**Source extract:**

Wednesday, July 14, 2010

I'm breaking my back but it's all good

My latest line has been that, if you catch me in September, you'll find a very relaxed and well-adjusted person. One of my more blatant lies, or delusions, depending on who it is exactly I am trying to kid. Medical school, and disturbingly enough, yes, the entire process of medical training (and possibly medicine as a career) is a series of hoop-jumping exercises. Take this test, pass this rotation, apply to this, interview for that. Boxes must be ticked, deadlines must be met. It seems interminable, and in some ways it is interminable, which can sometimes be a tough pill to swallow. But, on the other hand, I'm told that one becomes more accustomed to it over time.

Your fourth year of medical school, I am told, is supposed to be some golden, magical time though. Once you've cleared the more unwieldy points, it is supposed to be all relaxation and a time to recover from some of the rigors of third year as well as a time to hibernate before the terror of internship besets you.

STB, aka my sort-of-bf-person-I-don't-know-don't-ask-me, was telling me the other day that he dislikes this year of medical school. He likes having work to do, feeling useful, knowing that what he is doing is serving something besides himself. It is probably one of the many reasons we have gotten ourselves into this mostly pleasant mess. I know what he means. I felt far more content a month ago, when I was working in the hospital and was actually useful to the fellows and residents, than now, when I have a break to study for yet another stupid standardized test.

And I know that, for all my talk, come September, I will fill all kinds of things into my free time. Research projects, teaching projects, baking projects, knitting projects and (yes, worst of all) relationship projects. And I seem to have a knack for making even the most universally acknowledged blow-off rotations into something I take seriously. I don't have it in me to be a slacker in the hospital, which is probably why I ultimately belong there. And moreover, I think I'm just not someone who is content to coast along at one level. Despite how stressful and aggravating it can sometimes be, I think it's ingrained, this need to keep pushing.

**Apply what you read:**
a - Answer these questions using the blog post on medical training, one per line:
(i) What does STB say he dislikes?
(ii) When did the writer feel far more content than now?
(iii) Which kind of project does the writer call the worst of all?
b - For each statement, say yes or no depending on whether the blog post on medical training agrees, and quote the words that decide it.
(i) The fourth year of medical school is supposed to be a time of relaxation.
(ii) STB prefers having no work to do.
(iii) The writer claims to be unable to slack off in the hospital.
c - Carry on the blog post on medical training, starting after its final sentence.

**Listed records:**
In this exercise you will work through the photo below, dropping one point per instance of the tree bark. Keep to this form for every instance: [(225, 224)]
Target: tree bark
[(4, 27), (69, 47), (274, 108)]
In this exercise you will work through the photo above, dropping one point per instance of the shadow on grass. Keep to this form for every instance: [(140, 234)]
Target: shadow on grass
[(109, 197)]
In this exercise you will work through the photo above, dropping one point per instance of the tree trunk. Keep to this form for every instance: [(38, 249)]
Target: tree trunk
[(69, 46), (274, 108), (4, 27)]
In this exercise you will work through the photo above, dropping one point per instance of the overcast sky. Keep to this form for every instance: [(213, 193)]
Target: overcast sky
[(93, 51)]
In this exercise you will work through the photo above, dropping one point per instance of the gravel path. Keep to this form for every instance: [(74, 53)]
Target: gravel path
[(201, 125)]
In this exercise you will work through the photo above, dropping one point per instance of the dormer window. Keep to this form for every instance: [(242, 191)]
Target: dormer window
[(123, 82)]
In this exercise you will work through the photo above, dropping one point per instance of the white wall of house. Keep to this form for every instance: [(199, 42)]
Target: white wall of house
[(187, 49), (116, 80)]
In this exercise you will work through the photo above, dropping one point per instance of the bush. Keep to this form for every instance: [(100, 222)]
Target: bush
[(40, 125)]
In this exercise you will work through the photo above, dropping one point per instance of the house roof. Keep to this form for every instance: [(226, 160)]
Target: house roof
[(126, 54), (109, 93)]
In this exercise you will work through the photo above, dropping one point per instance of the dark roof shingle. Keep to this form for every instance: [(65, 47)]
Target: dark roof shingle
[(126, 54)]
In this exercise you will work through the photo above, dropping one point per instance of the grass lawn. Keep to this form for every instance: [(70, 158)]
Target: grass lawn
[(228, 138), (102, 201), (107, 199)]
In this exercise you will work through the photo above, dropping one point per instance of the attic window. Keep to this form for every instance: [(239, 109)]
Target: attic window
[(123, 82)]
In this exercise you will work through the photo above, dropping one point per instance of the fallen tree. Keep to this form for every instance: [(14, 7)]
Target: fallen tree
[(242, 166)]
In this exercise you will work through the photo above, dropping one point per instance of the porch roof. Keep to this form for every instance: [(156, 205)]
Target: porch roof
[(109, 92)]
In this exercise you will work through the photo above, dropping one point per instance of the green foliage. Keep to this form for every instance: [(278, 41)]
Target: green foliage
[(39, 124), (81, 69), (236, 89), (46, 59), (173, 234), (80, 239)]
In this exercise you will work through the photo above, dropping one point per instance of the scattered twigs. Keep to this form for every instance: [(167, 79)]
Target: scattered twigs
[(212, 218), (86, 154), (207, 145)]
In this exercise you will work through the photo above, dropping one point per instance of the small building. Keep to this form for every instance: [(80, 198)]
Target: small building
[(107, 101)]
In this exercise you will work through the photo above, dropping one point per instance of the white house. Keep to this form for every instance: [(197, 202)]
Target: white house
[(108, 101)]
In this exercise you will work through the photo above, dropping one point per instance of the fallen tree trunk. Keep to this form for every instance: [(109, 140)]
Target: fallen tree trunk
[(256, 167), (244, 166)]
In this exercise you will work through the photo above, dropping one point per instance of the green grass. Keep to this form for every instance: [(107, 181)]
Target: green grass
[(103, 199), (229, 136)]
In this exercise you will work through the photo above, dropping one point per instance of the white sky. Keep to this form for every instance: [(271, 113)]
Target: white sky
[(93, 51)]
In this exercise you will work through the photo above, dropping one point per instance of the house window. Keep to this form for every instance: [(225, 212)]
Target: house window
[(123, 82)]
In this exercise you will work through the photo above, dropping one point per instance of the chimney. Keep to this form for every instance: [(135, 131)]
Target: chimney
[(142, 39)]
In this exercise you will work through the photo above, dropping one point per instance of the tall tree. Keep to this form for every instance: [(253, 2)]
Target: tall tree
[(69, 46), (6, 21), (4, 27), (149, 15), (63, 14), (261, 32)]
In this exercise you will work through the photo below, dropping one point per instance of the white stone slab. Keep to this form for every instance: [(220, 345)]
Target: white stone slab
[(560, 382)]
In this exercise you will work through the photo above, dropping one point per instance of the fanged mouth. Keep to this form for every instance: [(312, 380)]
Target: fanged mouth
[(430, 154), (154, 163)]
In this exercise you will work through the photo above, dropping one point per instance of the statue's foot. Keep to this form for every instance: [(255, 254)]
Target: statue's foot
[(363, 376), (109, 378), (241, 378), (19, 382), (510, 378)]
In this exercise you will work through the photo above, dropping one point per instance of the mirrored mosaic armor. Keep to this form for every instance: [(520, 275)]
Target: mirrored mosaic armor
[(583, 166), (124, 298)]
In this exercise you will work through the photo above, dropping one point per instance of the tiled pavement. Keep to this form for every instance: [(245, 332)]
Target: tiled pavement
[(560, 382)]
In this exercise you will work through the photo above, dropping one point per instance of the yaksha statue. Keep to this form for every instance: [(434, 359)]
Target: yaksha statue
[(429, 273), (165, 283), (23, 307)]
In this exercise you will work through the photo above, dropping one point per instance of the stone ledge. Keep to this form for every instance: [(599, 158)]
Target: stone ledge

**Responses to the tasks:**
a -
(i) He dislikes this year of medical school.
(ii) A month ago, when the writer was working in the hospital and was actually useful to the fellows and residents.
(iii) Relationship projects.

b -
(i) Yes: "it is supposed to be all relaxation"
(ii) No: "He likes having work to do, feeling useful"
(iii) Yes: "I don't have it in me to be a slacker in the hospital"

c -
The only thing I have managed not to push, miraculously enough, is STB. Once I realized that I had no need to be with him, suddenly everything was a lot less complicated. I am still not over the moon at the idea of becoming attached to someone at a time when everything is transient and everyone is looking to head elsewhere, but these things often have little to do with choice. Still, I feel very confident that I cannot be crushed, at least not in the way I have been in the past. That seems to provide me with a lot of calm.

Also, there is a certain simplicity to it that I can only explain by quoting a middling movie:

Willie: He makes you happy?
Andera: Yeah. I look for that in a man, you know. The ones that make me miserable don't seem to last.
Willie: Right.
Andera: You know, there are four words I need to hear before I go to sleep. Four little words. "Good night, sweet girl." That's all it takes. I'm easy, I know, but a guy who can muster up those four words is a guy I want to stay with.


Go ahead, laugh it up, I acknowledge it's fairly cheeseball. And with that, I return to the drudgery of memorizing a whole lot of minutiae.

2 comments:

fathima said...

i once went to sleep to a text like that. half a year later, and still a a million miles away, he's still the guy i want to stay with.

definitely cheeseball. but there are worse curses.

Smart Aunt said...

true. funny that the girls who have "good night, sweet girl" guys find them boring. it's back to the grass and the deeper further green.